Exercise description:
Copy each entry below exactly.

Stored data entries:
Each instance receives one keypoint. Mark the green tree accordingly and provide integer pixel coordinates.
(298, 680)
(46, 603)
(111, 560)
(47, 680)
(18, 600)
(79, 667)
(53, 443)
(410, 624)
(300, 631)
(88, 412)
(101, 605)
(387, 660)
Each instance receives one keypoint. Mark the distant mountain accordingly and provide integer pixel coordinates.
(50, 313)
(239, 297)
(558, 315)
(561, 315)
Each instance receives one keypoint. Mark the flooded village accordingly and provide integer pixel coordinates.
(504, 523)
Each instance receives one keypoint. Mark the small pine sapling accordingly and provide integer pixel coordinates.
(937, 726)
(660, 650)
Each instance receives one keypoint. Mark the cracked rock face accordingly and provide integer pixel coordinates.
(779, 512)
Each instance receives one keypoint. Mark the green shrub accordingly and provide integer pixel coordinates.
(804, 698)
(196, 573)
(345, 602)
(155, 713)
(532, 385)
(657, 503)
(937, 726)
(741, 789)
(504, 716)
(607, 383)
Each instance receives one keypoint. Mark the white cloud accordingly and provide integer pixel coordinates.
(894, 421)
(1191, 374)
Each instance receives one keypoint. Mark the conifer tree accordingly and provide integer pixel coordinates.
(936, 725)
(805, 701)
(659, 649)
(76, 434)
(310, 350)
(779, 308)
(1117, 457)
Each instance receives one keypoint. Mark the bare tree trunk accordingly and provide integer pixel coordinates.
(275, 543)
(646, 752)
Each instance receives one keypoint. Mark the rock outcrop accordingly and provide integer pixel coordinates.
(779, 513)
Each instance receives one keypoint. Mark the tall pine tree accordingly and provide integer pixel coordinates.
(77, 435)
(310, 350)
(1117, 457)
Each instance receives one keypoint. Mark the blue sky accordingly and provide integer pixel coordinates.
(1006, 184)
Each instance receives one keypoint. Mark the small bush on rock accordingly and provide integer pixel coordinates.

Answer space:
Each instance receives one keypoint. Mark the green tree accordingly and provide integer pixel coordinates.
(298, 680)
(46, 603)
(111, 560)
(47, 680)
(18, 600)
(79, 667)
(53, 443)
(410, 624)
(300, 631)
(88, 412)
(101, 605)
(387, 660)
Each instance receives one keypoint. Mark the distant mountain accordingly and provide integer pixel coordinates.
(50, 313)
(239, 297)
(558, 315)
(561, 315)
Each instance receives one keypoint. Mark the flooded village accordingly and provide integer pixel coordinates.
(504, 523)
Each instance receives one keypoint. Mark the small pine sapling accordingly and provide integer pixel coordinates.
(937, 726)
(660, 650)
Each instance receives one keypoint. Mark the cracked rock face accordingly and provide integer pixel coordinates.
(779, 512)
Each instance receives one keypoint. Mark the green shrub accordingly and provide integer pixel coordinates.
(804, 698)
(196, 573)
(345, 602)
(155, 713)
(532, 385)
(657, 503)
(937, 726)
(741, 789)
(504, 716)
(607, 383)
Each instance receives one keypoint. Mark the white cloud accordingly and provide integer pixel coordinates.
(894, 421)
(1191, 374)
Each instance receives one keypoint. Mark the conifer tree accordingly and provide integer pixel coordinates.
(936, 725)
(805, 701)
(659, 649)
(76, 434)
(310, 350)
(779, 308)
(1117, 457)
Each instance receives one keypoint. Mark the bare tree trunk accordingly and provide integer pixel coordinates.
(275, 543)
(646, 752)
Each instance receives one keypoint. Mark the rock outcrop accordingly and provide integer pixel coordinates.
(779, 513)
Each instance receives one keypoint. Mark the tall pine tree accordingly and provide integer pixel coordinates.
(77, 435)
(310, 350)
(1117, 457)
Each instance receives one keypoint. Mark the blue sky accordingly and provide integer pixel coordinates.
(1006, 184)
Each instance receives one keypoint. Mark the small bush on rock accordingly and provide integer pixel coordinates.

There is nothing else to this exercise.